▶ Aplique a leitura
1. Responda com base no texto sobre as eleições em Minas:
(a) Quem foi o adversário de Eduardo Azeredo na disputa de 1994?
(b) Quem venceu Azeredo em 1998?
(c) Em 2002, por quantos pontos Aécio Neves ficou à frente de Nilmário Miranda no primeiro turno?
2. Prossiga com o texto sobre as eleições em Minas a partir do ponto em que ele termina.

Isso, porém, não é garantia de sucesso. O histórico das eleições em Minas indica que, embora para vencer no Brasil seja necessário vencer a disputa presidencial no Estado, não há correlação clara entre a corrida nacional e a estadual. Mesmo quando o candidato apoiado pelo presidente eleito também ganhou, o cenário mostrou-se bem distinto entre os mineiros.

Em 1994, por exemplo, Fernando Henrique Cardoso (PSDB) ganhou as eleições no primeiro turno, quando Eduardo Azeredo, do mesmo partido, tomou um passeio na disputa com Hélio Costa na primeira etapa da disputa. Só no segundo turno, quando FHC já tinha o cargo garantido, é que Azeredo registrou uma virada histórica que virou case de campanhas pelo dado curioso de que Costa teve menos votos no segundo turno do que no primeiro.

Em 1998, apesar de nova vitória de Fernando Henrique Cardoso no primeiro turno, Azeredo perdeu para Itamar Franco (deve-se descontar o fato de FHC ser também identificado a Itamar, de quem foi ministro). Quatro anos depois, a eleição nacional consagrou Lula no segundo turno, mas em Minas quem ganhou foi Aécio Neves (PSDB), e no primeiro turno, com 17 pontos de vantagem sobre Nilmário Miranda (PT).

▶ Dados extraídos
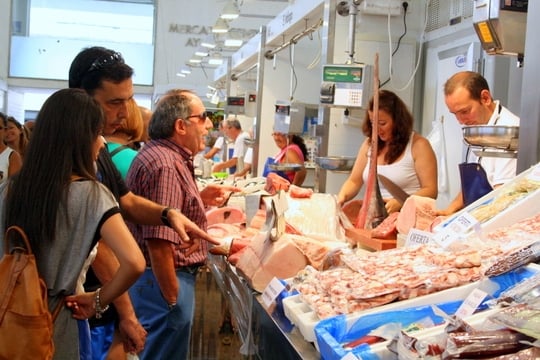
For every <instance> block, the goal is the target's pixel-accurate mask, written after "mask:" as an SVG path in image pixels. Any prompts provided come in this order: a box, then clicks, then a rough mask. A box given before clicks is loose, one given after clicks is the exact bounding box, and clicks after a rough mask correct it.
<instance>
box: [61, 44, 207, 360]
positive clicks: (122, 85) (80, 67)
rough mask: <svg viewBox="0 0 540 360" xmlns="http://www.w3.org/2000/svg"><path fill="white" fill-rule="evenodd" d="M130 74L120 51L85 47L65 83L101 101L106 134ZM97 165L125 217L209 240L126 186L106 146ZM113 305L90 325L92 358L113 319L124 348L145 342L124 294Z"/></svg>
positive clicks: (108, 133) (106, 276)
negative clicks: (98, 318) (67, 81)
mask: <svg viewBox="0 0 540 360" xmlns="http://www.w3.org/2000/svg"><path fill="white" fill-rule="evenodd" d="M132 76H133V69H132V68H131V67H130V66H129V65H127V64H126V63H125V62H124V59H123V58H122V56H121V54H120V53H118V52H115V51H113V50H110V49H106V48H103V47H90V48H85V49H83V50H82V51H81V52H79V54H78V55H77V56H76V57H75V59H74V60H73V62H72V63H71V67H70V69H69V86H70V87H72V88H82V89H84V90H85V91H86V92H87V93H88V94H90V95H91V96H92V97H93V98H94V99H96V100H97V101H98V103H99V104H100V105H101V107H102V109H103V111H104V113H105V123H104V126H103V134H104V135H110V134H113V133H114V132H115V130H116V129H118V128H119V127H120V126H121V124H122V121H123V120H124V118H125V117H126V116H127V104H128V101H129V99H131V98H132V97H133V81H132ZM57 130H58V129H57ZM97 168H98V178H99V179H100V181H102V182H103V184H104V185H105V186H107V187H108V188H109V189H110V190H111V192H112V193H113V195H114V196H115V198H116V199H117V201H118V202H119V205H120V208H121V210H122V215H123V216H124V217H125V219H127V220H129V221H132V222H134V223H138V224H148V225H167V226H170V227H172V228H173V229H174V231H175V232H177V233H178V234H179V238H180V239H181V240H182V241H183V242H184V243H186V244H187V245H188V246H190V247H191V248H192V249H195V248H198V247H199V246H200V240H205V241H213V239H212V238H211V237H210V236H209V235H208V234H207V233H206V232H205V231H203V230H201V229H200V228H199V227H198V226H197V225H196V224H195V223H194V222H192V221H191V220H189V219H188V218H187V217H185V216H184V215H183V214H182V213H180V211H178V210H176V209H175V208H171V207H169V206H167V205H168V204H166V205H160V204H158V203H155V202H153V201H150V200H147V199H145V198H143V197H141V196H138V195H135V194H133V193H132V192H131V191H129V189H128V188H127V186H126V184H125V182H124V181H123V180H122V177H121V175H120V173H119V172H118V170H117V169H116V167H115V166H114V164H113V163H112V160H111V157H110V154H109V152H108V151H107V150H106V149H103V150H102V151H100V153H99V157H98V159H97ZM107 250H108V248H107V247H106V246H100V247H99V251H98V254H97V257H96V259H95V260H94V263H93V264H92V269H93V270H94V272H95V275H97V277H98V278H99V280H100V281H101V282H102V283H103V282H106V281H108V280H109V279H110V278H111V276H112V275H113V274H114V273H115V272H116V270H117V267H118V264H117V260H116V259H115V257H114V256H113V254H112V253H111V252H110V251H107ZM92 278H93V279H92ZM99 286H100V284H99V282H98V281H97V279H95V276H93V273H92V272H89V274H88V279H87V283H86V284H85V287H86V288H87V289H89V290H90V289H92V288H97V287H99ZM114 305H115V306H114V307H111V309H110V310H109V311H111V313H110V314H111V315H110V316H109V317H107V316H103V317H102V319H100V321H101V320H105V319H106V320H107V321H106V322H104V323H103V322H101V323H95V324H94V326H93V329H92V330H93V331H94V332H93V334H92V345H93V346H94V349H93V351H92V353H93V357H94V359H101V358H102V357H105V356H106V355H107V354H106V353H107V350H108V349H109V343H110V342H107V341H105V342H104V343H103V341H104V339H105V340H106V339H108V337H110V335H109V336H107V335H108V332H107V331H108V329H111V328H112V327H113V326H114V325H115V324H117V325H116V326H117V327H118V330H119V333H118V332H117V333H116V334H117V335H118V334H119V335H121V339H122V340H123V344H124V349H125V350H126V351H130V352H139V351H140V350H141V349H142V348H143V347H144V342H145V338H146V331H145V330H144V328H142V326H141V324H140V323H139V321H138V320H137V318H136V316H135V312H134V310H133V307H132V305H131V301H130V299H129V296H128V294H127V293H125V294H124V295H122V296H120V297H118V298H117V299H116V300H115V302H114ZM114 309H116V311H118V318H117V317H116V315H115V314H114V311H113V310H114ZM118 339H120V336H116V337H115V344H118V343H119V340H118ZM102 343H103V344H102ZM113 345H114V344H113ZM113 349H114V351H121V350H122V348H121V347H119V346H113Z"/></svg>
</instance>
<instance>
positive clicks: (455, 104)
mask: <svg viewBox="0 0 540 360" xmlns="http://www.w3.org/2000/svg"><path fill="white" fill-rule="evenodd" d="M444 101H445V103H446V106H447V107H448V111H450V112H451V113H452V114H454V115H455V117H456V120H457V121H458V122H459V124H460V125H463V126H478V125H488V126H519V123H520V119H519V117H518V116H517V115H515V114H513V113H512V112H511V111H510V110H509V109H507V108H506V107H504V106H503V105H502V104H501V103H500V101H498V100H494V99H493V97H492V95H491V92H490V90H489V85H488V82H487V80H486V79H485V78H484V77H483V76H482V75H481V74H479V73H477V72H475V71H461V72H458V73H455V74H454V75H452V76H451V77H450V78H449V79H448V80H447V81H446V83H445V84H444ZM467 155H468V158H467V159H465V162H478V163H480V165H481V166H482V167H483V168H484V170H485V172H486V176H487V181H488V182H489V184H490V185H491V187H493V188H496V187H498V186H501V185H503V184H505V183H507V182H508V181H510V180H512V179H513V178H514V177H515V176H516V169H517V159H513V158H508V157H484V158H481V159H480V158H478V156H476V155H475V154H474V153H469V152H467ZM463 185H467V184H463V183H462V188H463ZM466 205H467V204H465V201H464V198H463V191H460V192H459V193H458V194H457V196H456V197H455V199H454V200H453V201H452V202H451V203H450V204H449V205H448V207H447V208H446V209H443V210H437V211H436V214H437V215H440V216H448V215H452V214H453V213H455V212H457V211H459V210H461V209H463V208H464V207H465V206H466Z"/></svg>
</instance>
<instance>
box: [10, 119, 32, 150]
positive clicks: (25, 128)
mask: <svg viewBox="0 0 540 360" xmlns="http://www.w3.org/2000/svg"><path fill="white" fill-rule="evenodd" d="M28 139H29V133H28V129H26V128H25V127H24V126H22V125H21V123H20V122H18V121H17V119H15V118H14V117H13V116H8V117H7V126H6V133H5V134H4V142H5V143H6V145H7V146H9V147H10V148H12V149H13V150H15V151H16V152H18V153H19V154H20V155H21V157H22V158H23V159H24V155H25V154H26V147H27V146H28Z"/></svg>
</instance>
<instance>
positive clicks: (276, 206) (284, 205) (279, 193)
mask: <svg viewBox="0 0 540 360" xmlns="http://www.w3.org/2000/svg"><path fill="white" fill-rule="evenodd" d="M273 200H274V208H275V209H276V215H277V216H281V215H283V214H284V213H285V211H287V209H288V208H289V203H288V202H287V195H286V194H285V191H280V192H278V193H277V195H276V196H274V198H273Z"/></svg>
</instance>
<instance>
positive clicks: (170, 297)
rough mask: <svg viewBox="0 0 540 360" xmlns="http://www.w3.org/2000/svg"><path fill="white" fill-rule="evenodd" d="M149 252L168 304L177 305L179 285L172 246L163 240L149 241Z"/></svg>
mask: <svg viewBox="0 0 540 360" xmlns="http://www.w3.org/2000/svg"><path fill="white" fill-rule="evenodd" d="M146 243H147V244H148V252H149V255H150V261H151V263H152V272H153V273H154V276H155V277H156V280H157V282H158V285H159V289H160V290H161V294H162V295H163V298H164V299H165V301H166V302H167V304H169V305H171V304H176V298H177V296H178V290H179V284H178V280H177V279H176V272H175V266H174V259H173V252H172V249H171V247H172V244H171V243H170V242H168V241H165V240H161V239H149V240H148V241H147V242H146Z"/></svg>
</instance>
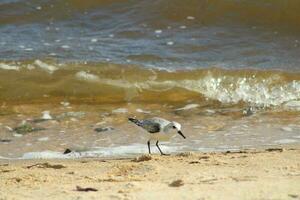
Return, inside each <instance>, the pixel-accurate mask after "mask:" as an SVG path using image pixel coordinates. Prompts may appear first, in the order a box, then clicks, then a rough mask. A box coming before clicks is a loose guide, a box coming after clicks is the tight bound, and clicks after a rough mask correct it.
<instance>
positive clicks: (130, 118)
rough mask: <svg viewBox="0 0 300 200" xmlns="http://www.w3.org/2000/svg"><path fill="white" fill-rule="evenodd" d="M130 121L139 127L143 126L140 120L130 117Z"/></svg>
mask: <svg viewBox="0 0 300 200" xmlns="http://www.w3.org/2000/svg"><path fill="white" fill-rule="evenodd" d="M128 120H129V121H131V122H133V123H135V124H136V125H138V126H141V122H140V121H139V120H138V119H135V118H131V117H129V118H128Z"/></svg>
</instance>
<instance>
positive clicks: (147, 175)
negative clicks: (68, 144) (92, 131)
mask: <svg viewBox="0 0 300 200" xmlns="http://www.w3.org/2000/svg"><path fill="white" fill-rule="evenodd" d="M299 158H300V147H296V148H293V149H291V148H290V149H282V148H277V149H276V148H273V149H265V150H255V151H254V150H247V151H239V152H219V153H181V154H177V155H171V156H159V155H153V156H151V157H149V156H146V155H145V156H141V157H138V158H137V159H134V158H124V159H101V158H90V159H75V160H19V161H7V160H6V161H4V160H2V161H1V162H0V163H1V164H0V176H1V178H0V194H1V197H0V199H1V200H10V199H299V198H300V192H299V188H300V159H299ZM77 186H78V187H77ZM80 190H81V191H80ZM82 190H83V191H82ZM84 190H87V191H84ZM94 190H97V191H94Z"/></svg>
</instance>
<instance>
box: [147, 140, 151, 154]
mask: <svg viewBox="0 0 300 200" xmlns="http://www.w3.org/2000/svg"><path fill="white" fill-rule="evenodd" d="M147 144H148V150H149V154H151V150H150V140H149V141H148V142H147Z"/></svg>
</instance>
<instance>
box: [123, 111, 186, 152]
mask: <svg viewBox="0 0 300 200" xmlns="http://www.w3.org/2000/svg"><path fill="white" fill-rule="evenodd" d="M128 120H129V121H131V122H133V123H135V124H136V125H137V126H140V127H142V128H143V129H145V130H146V131H147V132H148V133H150V135H149V140H148V142H147V144H148V150H149V154H151V150H150V141H151V140H154V141H156V146H157V148H158V150H159V152H160V153H161V155H167V154H165V153H163V152H162V151H161V149H160V148H159V146H158V142H159V141H167V140H169V139H170V138H171V137H172V136H174V135H175V134H176V132H177V133H178V134H179V135H181V136H182V137H183V138H184V139H185V136H184V135H183V133H182V132H181V125H180V124H179V123H178V122H174V121H172V122H171V121H168V120H166V119H163V118H159V117H154V118H150V119H144V120H138V119H135V118H128Z"/></svg>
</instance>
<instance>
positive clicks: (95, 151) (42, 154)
mask: <svg viewBox="0 0 300 200" xmlns="http://www.w3.org/2000/svg"><path fill="white" fill-rule="evenodd" d="M180 149H182V147H175V146H166V145H165V146H164V151H165V152H176V151H179V150H180ZM157 151H158V150H154V149H153V153H159V152H157ZM145 153H148V149H147V148H146V145H145V144H132V145H128V146H114V147H95V148H94V149H92V150H90V151H83V152H71V153H69V154H63V153H61V152H55V151H42V152H28V153H25V154H23V156H22V157H21V158H19V159H71V158H82V157H114V156H126V155H135V154H145Z"/></svg>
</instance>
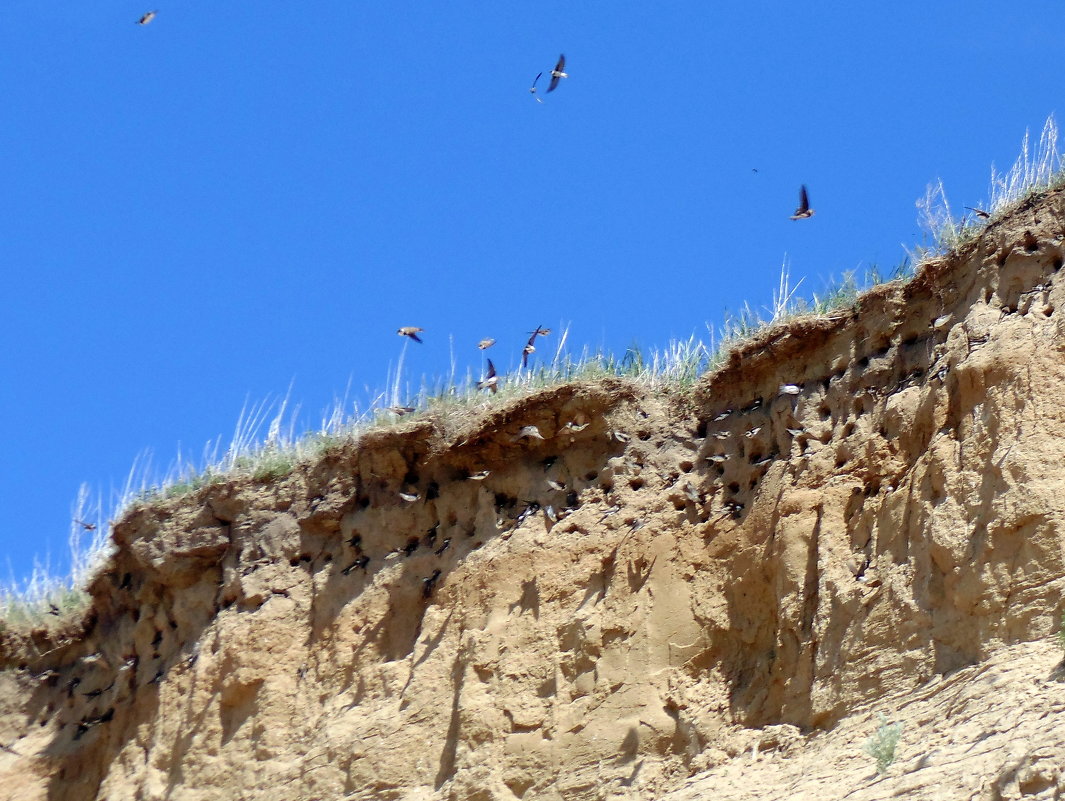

▶ Respostas escritas
1.
(a) Hélio Costa.
(b) Itamar Franco.
(c) 17 pontos.

2.
Em 2006, de novo deu Lula no segundo turno em eleição disputada, enquanto Aécio venceu o PT de novo no Estado com 77% dos votos no primeiro. Por fim, em 2010 novamente o resultado mostrou grande diferença, com Dilma vencendo no segundo turno para presidente e Antonio Anastasia (PSDB) sendo eleito no primeiro turno com 62% dos votos em Minas.

O cenário só se tornou mais parecido nos pleitos nacional e local em 2014, quando Dilma foi reeleita e Fernando Pimentel (PT) ganhou no Estado. Ainda assim, a então presidente penou em uma disputa feroz com Aécio no segundo turno, decidida por margem estreita, enquanto Pimentel venceu com tranquilidade ainda na primeira etapa da eleição estadual.

Em 2018, Romeu Zema (Novo), como se sabe, contou com a vinculação forte a Bolsonaro na reta final de campanha para ser eleito no segundo turno. Sua vantagem, porém, foi bem maior do que a do atual presidente da República.

Os dados históricos indicam, portanto, que o Luzema, tal como o Lulécio ou o Dilmasia no passado, é possível. É preciso, porém, traçar uma diferença básica. Em 2022, estaremos diante de uma eleição nacional muito mais polarizada e radicalizada.

O embate nacional tende a ganhar mais peso do que nunca, numa evolução do que vimos em 2014 e 2018, justamente os dois anos em que houve coincidência nas eleições estadual e federal. Para Zema, sustentar votos de lulistas tende a ser bem mais difícil do que foi para seus antecessores no Estado. Principalmente se houver vinculação dele com Bolsonaro.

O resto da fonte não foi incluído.